[Extracted data]:
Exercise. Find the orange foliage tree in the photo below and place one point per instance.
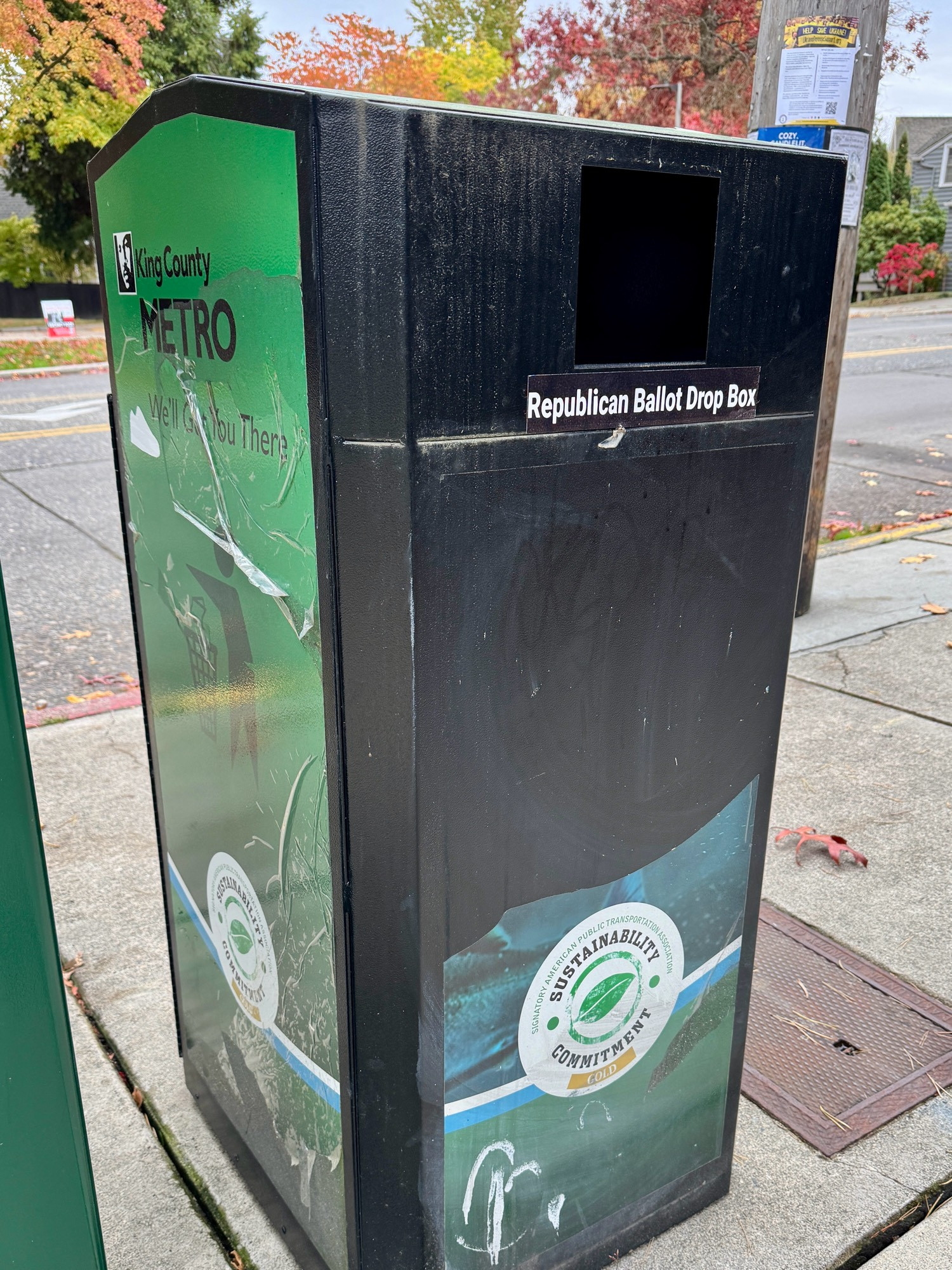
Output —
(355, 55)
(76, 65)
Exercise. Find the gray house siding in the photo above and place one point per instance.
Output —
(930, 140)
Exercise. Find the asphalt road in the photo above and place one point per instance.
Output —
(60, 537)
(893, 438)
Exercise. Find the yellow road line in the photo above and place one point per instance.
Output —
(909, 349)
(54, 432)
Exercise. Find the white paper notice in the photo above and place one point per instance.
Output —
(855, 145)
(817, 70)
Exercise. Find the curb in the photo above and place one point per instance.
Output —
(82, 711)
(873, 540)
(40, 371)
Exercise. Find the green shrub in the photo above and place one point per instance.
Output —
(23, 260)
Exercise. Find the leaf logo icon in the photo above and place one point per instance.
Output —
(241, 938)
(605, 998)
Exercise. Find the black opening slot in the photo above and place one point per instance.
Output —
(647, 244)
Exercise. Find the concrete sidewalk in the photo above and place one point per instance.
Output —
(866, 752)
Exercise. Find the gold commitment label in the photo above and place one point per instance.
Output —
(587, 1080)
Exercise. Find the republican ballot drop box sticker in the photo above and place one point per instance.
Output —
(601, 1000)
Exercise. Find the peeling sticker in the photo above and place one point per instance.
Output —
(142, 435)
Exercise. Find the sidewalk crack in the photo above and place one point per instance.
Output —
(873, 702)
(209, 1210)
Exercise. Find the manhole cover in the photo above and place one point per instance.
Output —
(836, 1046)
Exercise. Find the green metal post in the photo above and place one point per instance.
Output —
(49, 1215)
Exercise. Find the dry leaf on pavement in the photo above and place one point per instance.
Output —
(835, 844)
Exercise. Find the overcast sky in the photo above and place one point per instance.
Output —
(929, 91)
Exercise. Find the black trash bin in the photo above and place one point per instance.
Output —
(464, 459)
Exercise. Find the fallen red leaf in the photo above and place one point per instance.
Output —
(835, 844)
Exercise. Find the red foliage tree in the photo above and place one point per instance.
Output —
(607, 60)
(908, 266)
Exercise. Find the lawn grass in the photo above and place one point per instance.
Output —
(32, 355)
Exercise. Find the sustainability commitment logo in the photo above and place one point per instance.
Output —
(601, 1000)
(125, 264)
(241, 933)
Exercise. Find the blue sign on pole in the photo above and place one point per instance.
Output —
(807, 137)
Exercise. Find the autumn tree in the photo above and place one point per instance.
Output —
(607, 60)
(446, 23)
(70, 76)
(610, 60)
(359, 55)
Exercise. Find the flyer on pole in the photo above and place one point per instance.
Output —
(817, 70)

[Request]: Format every row above as a two-column CSV with the header instruction,points, one line per row. Put the request text in the first field and its coordinates in the second, wrap each field in double quotes, replace line breaks with spaces, and leave out the pictures.

[Reply]:
instruction,points
"Exercise. Find the orange foliage tree in the photo below and place one point per instance. Output —","(355, 55) (76, 65)"
"Exercise. Find the gray house siding in the photo above and place one point per instance. Output —","(930, 140)"
"Exercise. Find the asphalt road in the photo above and place one point per instance. Output —","(60, 537) (893, 438)"
"Exercise. Find the yellow road line in the photo above and place one point per instance. Output —","(909, 349) (54, 432)"
"Exercise. Find the white paper notice in the photo above and place one point per instance. Output —","(855, 145) (817, 70)"
"Exercise. Find the curb in the photo above and place one point per instance. Output —","(82, 711) (873, 540) (40, 371)"
"Exercise. Find the green shrub in the photo above and place one point per instance. Output —","(23, 260)"
"Exercise. Find the leaf logo icon in the photo above and place one point per instance. Output —","(241, 938) (605, 998)"
"Exercise. Find the black opening slot in the photo above and place one point per instance. Output —","(647, 244)"
"Exercise. Find the concrete sidewalk in the photo above and place one point per instance. Output —","(866, 752)"
"Exercise. Find the gold commitment label in the photo above and place one point per instance. Output —","(587, 1080)"
"Exercise. Find the republican ballot drop box sticker in the photo above and place one point per instance. Output —","(601, 1000)"
"Exercise. Find the peeling sticker in the photo above and place one point per instance. Output —","(142, 435)"
"Exercise. Find the sidewalk crack in the photo above and place one point per instance. Output —","(873, 702) (209, 1210)"
"Exercise. Find the manhole cover in the photo above and place one point per instance. Output —","(836, 1046)"
"Exercise. Find the green metal post in the photo above and place one point per instance. Output —","(49, 1215)"
"Exercise. Find the dry leaf on pavement in the photo above and place one point per instance. Output —","(835, 844)"
"Exercise. Find the overcast sky in the photo above and place one point per instance. Output —","(929, 91)"
"Exercise. Find the black trash bin in the photo above and place one point per instance. Output —","(464, 459)"
"Exercise. Find the fallen red leaf in the photo above and place one point per instance. Output —","(835, 844)"
"Exercise. Find the red foliage tree in the photo above and place one point per instance. Output —","(607, 60) (908, 266)"
"Exercise. Find the lawn grass in the photo above and place one point per instance. Output —","(32, 355)"
"Exercise. Find the sustainability commitment logo in the photo above and place one point per instance. Output —","(601, 1000) (125, 264) (241, 933)"
"Exercise. Find the blue sign on pole in the photo above and place one point per instance. Output —","(807, 137)"
"Exercise. Find the autumn tree in the photo above and place one point per instance. Output —","(607, 60) (446, 23) (70, 76) (610, 60) (359, 55)"
"Exercise. Find the flyer on pole in the photo above and place one point per instance. Output —","(817, 70)"